## What you should do
Copy out every line of the records below word for word, leaving out the pictures.
----
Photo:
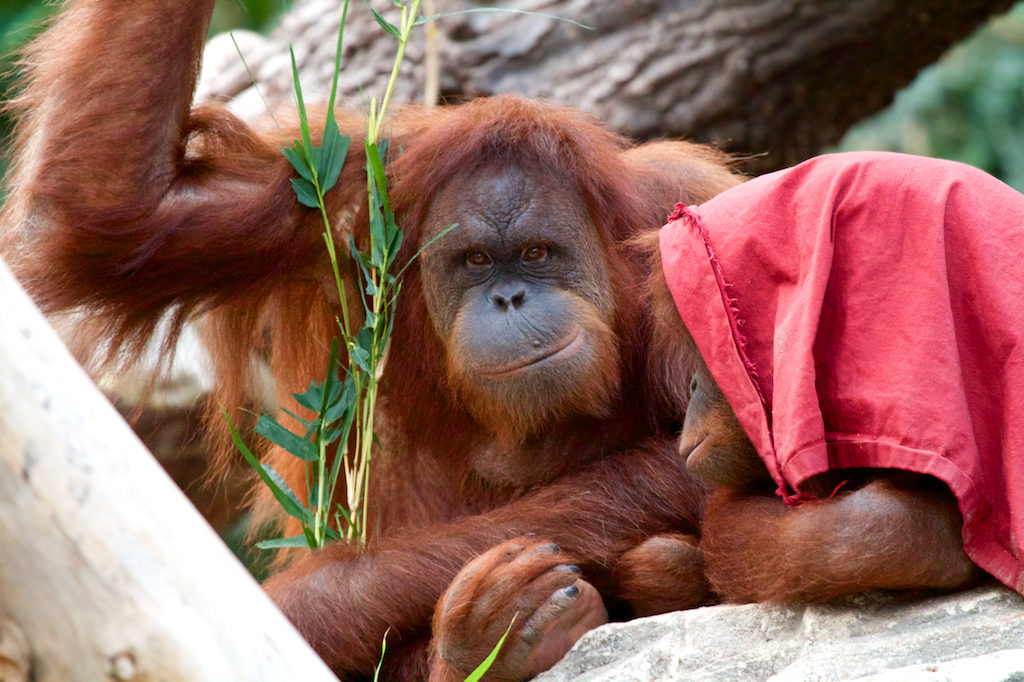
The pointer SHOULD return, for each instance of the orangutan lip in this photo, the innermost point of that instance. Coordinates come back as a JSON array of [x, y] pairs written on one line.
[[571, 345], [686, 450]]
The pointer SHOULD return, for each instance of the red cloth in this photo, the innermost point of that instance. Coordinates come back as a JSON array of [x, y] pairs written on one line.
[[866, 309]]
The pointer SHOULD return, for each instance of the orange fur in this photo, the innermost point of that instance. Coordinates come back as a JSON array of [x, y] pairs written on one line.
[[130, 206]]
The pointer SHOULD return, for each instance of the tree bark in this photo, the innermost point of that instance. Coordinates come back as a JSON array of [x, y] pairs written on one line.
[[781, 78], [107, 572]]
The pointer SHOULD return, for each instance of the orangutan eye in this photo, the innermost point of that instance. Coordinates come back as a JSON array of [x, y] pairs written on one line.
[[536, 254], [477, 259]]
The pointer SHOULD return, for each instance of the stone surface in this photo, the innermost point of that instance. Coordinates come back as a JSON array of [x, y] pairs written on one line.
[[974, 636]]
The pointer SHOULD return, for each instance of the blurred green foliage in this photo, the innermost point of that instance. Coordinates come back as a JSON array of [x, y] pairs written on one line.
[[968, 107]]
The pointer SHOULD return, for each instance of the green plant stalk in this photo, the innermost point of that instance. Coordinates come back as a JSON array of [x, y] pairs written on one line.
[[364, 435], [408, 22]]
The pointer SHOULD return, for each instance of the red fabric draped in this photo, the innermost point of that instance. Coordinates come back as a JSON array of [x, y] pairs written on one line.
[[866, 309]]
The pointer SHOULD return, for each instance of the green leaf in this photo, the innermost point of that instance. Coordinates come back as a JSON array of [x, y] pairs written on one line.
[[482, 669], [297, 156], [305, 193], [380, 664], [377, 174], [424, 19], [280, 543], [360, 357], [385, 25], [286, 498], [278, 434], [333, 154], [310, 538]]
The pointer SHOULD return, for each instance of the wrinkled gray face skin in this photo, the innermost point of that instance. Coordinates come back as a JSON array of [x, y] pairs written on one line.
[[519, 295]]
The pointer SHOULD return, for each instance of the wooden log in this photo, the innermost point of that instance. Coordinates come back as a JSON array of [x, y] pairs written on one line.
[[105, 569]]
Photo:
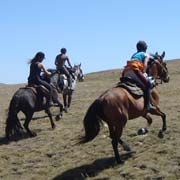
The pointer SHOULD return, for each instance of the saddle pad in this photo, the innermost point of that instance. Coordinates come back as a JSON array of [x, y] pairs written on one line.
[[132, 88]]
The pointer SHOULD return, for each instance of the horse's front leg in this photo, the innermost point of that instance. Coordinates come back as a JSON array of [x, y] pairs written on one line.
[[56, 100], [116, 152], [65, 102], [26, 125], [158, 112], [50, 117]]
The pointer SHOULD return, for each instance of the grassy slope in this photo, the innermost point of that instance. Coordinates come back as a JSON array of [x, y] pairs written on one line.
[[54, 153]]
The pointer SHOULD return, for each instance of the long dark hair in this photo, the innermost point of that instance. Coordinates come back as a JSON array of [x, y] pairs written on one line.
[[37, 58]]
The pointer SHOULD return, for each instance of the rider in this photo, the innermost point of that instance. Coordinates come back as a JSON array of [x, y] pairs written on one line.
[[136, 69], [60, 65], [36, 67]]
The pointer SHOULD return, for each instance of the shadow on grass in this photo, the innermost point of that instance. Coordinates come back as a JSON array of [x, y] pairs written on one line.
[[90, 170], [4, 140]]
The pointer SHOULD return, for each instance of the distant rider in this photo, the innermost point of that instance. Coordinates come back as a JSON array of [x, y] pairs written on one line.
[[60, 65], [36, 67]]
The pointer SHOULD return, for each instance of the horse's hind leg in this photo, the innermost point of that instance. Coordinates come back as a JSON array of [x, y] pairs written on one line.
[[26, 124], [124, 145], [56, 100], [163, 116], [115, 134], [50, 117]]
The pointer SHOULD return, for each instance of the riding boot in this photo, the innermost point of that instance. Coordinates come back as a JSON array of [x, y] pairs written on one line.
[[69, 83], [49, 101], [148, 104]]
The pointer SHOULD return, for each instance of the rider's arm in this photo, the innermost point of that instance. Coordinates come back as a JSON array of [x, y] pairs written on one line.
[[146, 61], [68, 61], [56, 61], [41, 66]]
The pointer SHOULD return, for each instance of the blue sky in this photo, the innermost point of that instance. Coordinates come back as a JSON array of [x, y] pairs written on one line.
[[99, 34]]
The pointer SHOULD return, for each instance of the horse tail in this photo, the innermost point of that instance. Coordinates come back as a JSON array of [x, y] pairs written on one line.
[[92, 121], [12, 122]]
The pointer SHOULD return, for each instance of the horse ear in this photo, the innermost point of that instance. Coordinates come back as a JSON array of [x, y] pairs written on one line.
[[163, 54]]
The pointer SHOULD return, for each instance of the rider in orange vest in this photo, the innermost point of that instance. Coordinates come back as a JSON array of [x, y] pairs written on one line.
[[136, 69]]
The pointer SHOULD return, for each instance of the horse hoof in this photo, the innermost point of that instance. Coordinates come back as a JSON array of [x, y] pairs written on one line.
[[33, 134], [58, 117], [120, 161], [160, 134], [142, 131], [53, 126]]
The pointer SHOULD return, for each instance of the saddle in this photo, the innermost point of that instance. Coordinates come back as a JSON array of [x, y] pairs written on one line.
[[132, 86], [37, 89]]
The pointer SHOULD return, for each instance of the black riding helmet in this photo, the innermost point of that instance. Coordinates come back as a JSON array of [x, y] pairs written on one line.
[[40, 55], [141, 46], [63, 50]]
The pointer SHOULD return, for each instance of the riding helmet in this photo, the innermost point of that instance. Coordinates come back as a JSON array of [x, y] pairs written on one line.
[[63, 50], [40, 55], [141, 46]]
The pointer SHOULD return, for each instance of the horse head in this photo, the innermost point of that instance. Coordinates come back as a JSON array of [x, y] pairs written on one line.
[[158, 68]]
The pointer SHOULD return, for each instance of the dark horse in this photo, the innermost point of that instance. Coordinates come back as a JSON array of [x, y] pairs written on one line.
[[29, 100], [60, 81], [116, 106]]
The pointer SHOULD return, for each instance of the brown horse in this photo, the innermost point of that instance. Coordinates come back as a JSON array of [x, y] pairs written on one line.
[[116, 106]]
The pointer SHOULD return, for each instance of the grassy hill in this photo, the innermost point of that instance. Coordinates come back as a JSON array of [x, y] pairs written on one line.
----
## Written solution
Photo:
The pointer SHOULD return, for each instance of the orangutan lip in this photo, the innermost point of that instance. Coordinates come back as a JSON array of [x, y] pairs written on one line.
[[571, 345], [686, 450]]
The pointer SHOULD return, for each instance of the red cloth in this photo, the innermost point of that instance. Coordinates come back as a JSON array of [x, y] pairs written on one line.
[[866, 309]]
The pointer SHOULD return, for each instance of the orange fur in this photo, the innermost point of that instance. Coordinates come back as a JSON array of [x, y] pairs written on one line.
[[130, 206]]
The pointer SHOULD return, for each instance of the tree bark in this photo, the innermost point of that instance. Coordinates come back as a JSON array of [x, y] pairs written on one line.
[[781, 78], [107, 572]]
The pointer SHOULD return, for each instance of the orangutan eye in this photo, the innermost point of that instance. Coordinates come back as a JSON array of [x, y] pairs written on one line.
[[536, 254], [477, 259]]
The pointer SHOULD return, for each instance of the stone surface in this photo, the innermost point of that instance. Coordinates come back as a JSON array of [x, y] pairs written on one line.
[[974, 636]]
The pointer SHOULD return, for each instance of the blurred green foliage in this photo, the innermost point of that instance. Coordinates come back as a JSON array of [x, y] pairs written on one line.
[[968, 107]]
The pointer SHOULD return, for each instance of the green plant stalk in this photo, the innermost point of that instance. Coordinates come back as a JSON array of [x, y] pairs written on one line.
[[364, 435], [408, 22]]
The pointer SHOULD return, for each instance of the red fabric draped in this photo, the innermost point of that instance. Coordinates come back as a JSON array of [x, y] pairs written on one line.
[[866, 309]]
The pointer SHOULD return, for each instance of the green leaf in this photo, the innermost point of that instance. Coordinates come back as a JSON array of [x, y] pairs written on one line.
[[482, 669], [297, 156], [305, 193], [380, 664], [377, 174], [424, 19], [280, 543], [360, 357], [385, 25], [286, 498], [278, 434], [333, 154], [310, 538]]
The pointer SHOULD return, for each instance of the wrinkled gray face skin in this photo, the innermost point of that instance. Coordinates come back as a JSON array of [x, y] pairs written on one line.
[[519, 295]]
The pointer SHOULD return, for each instance of the wooden log in this photo, the innermost point of that instance. Coordinates come back as a JSON array of [x, y] pairs written on one line.
[[105, 569]]
Photo:
The pointer SHOULD return, for each instance of the saddle pad in this photo, the innermost point of that instance. Coordinates come back as a JSON array of [x, y] pairs written on one line.
[[132, 88]]
The pointer SHOULD return, for each instance of the horse's front leg in this photo, the innermost point of that instance. Coordinates come back as a JSON array of [x, y] pairs written on one line.
[[56, 100], [116, 152], [65, 102], [26, 125], [158, 112], [50, 117]]
The pointer SHOULD return, for each instance of the grassy slope in this photo, the innermost point of that instance. Coordinates come back as a JSON array of [x, y] pairs written on one line.
[[54, 153]]
The pointer SHOULD return, for each instance of the long dark hair in this photo, the innermost point of that instance. Coordinates come back as a JSON array of [x, y] pairs written on one line.
[[37, 58]]
The pointer SHOULD return, for each instance of the rider in this photo, the innermost point of that instance. Coordinates come back as a JSON array of [x, y] pairs written on one line.
[[136, 69], [60, 65], [36, 67]]
The pointer SHOULD return, for each instance of the shadow on grass in this photo, the innermost point of that instance. Coordinates come back as a JSON array of [x, y] pairs written on one line.
[[90, 170], [4, 140]]
The pointer SHOULD return, for each instance of the distant rider in this photo, the innermost point of that instance. Coordinates come back as a JSON array of [x, y] pairs written on one line.
[[60, 65], [36, 67]]
The pointer SHOULD return, for each instance of the horse's hind leg in this photo, the innermost point of that instance. Coordinates come back as a JSON array of [x, y] pairs written on one line.
[[26, 124], [124, 145], [56, 100], [163, 116], [115, 134], [50, 117]]
The pointer SHOULD return, for each instance of the riding boot in this photo, the innermost point of that instance. Coordinates come back as a JSON array of [x, y] pairs written on one line.
[[69, 83], [49, 101], [148, 104]]
The pointer SHOULD return, for each instance of the rider's arm in this photo, the innermost point of that instance. Coordinates come back as a JSON array of [x, y] pairs written on one line.
[[146, 61], [68, 61], [56, 61], [41, 66]]
The pointer SHOULD return, for each instance of the blue sky in this photo, the innermost point of that instance. Coordinates come back as a JSON array of [x, y] pairs written on one line.
[[99, 34]]
The pointer SHOULD return, for each instance of the horse tail in this photo, the innermost point of that instance. Coordinates come back as a JSON array of [x, y] pairs written on one line.
[[92, 121], [12, 122]]
The pointer SHOULD return, for each instance of the horse ear in this photo, the innermost point of that instance. Coordinates come back as a JSON array of [x, y] pairs written on one line.
[[163, 54]]
The pointer SHOULD return, for each instance of the rider in orange vest in this photo, the innermost point of that instance. Coordinates come back as a JSON array of [x, y] pairs written on one line.
[[136, 69]]
The pointer SHOULD return, for each instance of the horse hoof in this photo, the innermost point of that instance. Coordinates come back as a JSON array of [x, y] pairs written on one line.
[[33, 134], [58, 117], [120, 161], [160, 134], [142, 131], [53, 126]]
The pointer SHOULD return, for each instance of the saddle in this photo, the innermost point of that instance. Coordinates come back as a JSON array of [x, y] pairs written on one line.
[[132, 86], [37, 89]]
The pointer SHOULD return, for each instance of the black riding helmet in this photo, the innermost point of that instance. Coordinates come back as a JSON array of [x, y] pairs written on one line.
[[40, 55], [141, 46], [63, 50]]
The pointer SHOULD return, for each instance of the riding helmet in this photo, the innermost point of that instance. Coordinates come back as a JSON array of [x, y] pairs written on one line.
[[63, 50], [40, 55], [141, 46]]
The pointer SHOULD return, for each instance of the horse head in this photo, the innermost point of that instance. Coordinates come back as a JSON array of [x, y] pairs written on one line.
[[158, 68]]
The pointer SHOULD return, for each instance of the dark horse in this photo, the innermost point of that instance. Coordinates come back as a JSON array of [x, y] pairs written on one line.
[[29, 100], [60, 81], [116, 106]]
The pointer SHOULD return, for each instance of the brown horse in this photo, the innermost point of that instance. Coordinates come back as a JSON array of [x, y] pairs written on one line.
[[116, 106]]
The pointer SHOULD return, for each instance of the grassy hill in this photo, the innermost point of that instance. Coordinates come back as a JSON array of [x, y] pairs written on one line.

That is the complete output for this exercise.